*Problem to solve:* Check each line of the records below and collect those holding "blueberry".

*Records for processing:*

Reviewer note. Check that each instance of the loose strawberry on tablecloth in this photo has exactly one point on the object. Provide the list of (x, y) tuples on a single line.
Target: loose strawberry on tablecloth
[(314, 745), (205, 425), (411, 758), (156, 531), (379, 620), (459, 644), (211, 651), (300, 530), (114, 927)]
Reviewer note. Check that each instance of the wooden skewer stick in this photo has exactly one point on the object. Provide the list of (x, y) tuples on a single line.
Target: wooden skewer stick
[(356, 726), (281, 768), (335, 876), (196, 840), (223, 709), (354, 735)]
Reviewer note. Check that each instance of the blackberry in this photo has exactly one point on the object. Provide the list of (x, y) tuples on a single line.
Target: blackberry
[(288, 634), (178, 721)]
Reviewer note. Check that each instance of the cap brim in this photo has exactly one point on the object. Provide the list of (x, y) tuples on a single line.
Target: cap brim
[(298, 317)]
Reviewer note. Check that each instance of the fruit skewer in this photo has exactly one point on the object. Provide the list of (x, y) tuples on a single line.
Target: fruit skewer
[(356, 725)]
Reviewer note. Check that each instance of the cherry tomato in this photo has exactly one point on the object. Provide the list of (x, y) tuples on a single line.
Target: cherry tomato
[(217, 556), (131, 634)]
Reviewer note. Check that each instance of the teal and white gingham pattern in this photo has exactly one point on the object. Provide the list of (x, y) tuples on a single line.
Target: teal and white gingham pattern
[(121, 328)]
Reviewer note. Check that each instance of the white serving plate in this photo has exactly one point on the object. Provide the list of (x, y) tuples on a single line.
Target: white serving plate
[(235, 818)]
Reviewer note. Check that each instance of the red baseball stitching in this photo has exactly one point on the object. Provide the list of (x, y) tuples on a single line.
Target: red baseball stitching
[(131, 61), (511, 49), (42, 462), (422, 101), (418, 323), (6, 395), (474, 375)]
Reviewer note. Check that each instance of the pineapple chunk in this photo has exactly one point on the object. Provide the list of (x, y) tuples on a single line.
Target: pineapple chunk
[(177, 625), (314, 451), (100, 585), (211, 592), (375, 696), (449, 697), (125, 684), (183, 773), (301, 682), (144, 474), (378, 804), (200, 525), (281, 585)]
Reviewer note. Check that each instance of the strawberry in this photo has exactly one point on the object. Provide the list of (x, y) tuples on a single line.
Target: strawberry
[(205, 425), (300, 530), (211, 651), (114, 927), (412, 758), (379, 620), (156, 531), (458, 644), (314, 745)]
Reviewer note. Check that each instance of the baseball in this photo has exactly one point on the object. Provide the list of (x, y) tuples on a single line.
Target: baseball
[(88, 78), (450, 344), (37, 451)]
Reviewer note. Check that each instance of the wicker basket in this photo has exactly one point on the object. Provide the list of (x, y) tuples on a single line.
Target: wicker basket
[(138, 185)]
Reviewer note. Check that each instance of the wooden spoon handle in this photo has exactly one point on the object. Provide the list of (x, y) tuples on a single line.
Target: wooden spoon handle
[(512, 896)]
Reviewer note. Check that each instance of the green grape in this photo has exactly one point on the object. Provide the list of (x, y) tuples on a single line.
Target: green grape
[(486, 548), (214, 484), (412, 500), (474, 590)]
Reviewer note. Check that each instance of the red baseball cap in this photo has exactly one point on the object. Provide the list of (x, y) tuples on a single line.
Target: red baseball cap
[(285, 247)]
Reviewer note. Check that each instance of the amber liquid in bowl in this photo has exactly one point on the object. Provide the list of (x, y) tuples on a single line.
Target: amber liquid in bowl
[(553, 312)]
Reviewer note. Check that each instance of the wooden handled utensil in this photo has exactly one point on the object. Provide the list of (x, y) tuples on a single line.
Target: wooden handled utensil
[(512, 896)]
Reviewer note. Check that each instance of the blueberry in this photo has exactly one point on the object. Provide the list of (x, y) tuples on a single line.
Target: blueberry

*Exercise result:*
Reviewer note. Check that each instance of the blueberry in this photo has exactly one point on the object. Provide the list of (x, y) tuples on a single line.
Target: blueberry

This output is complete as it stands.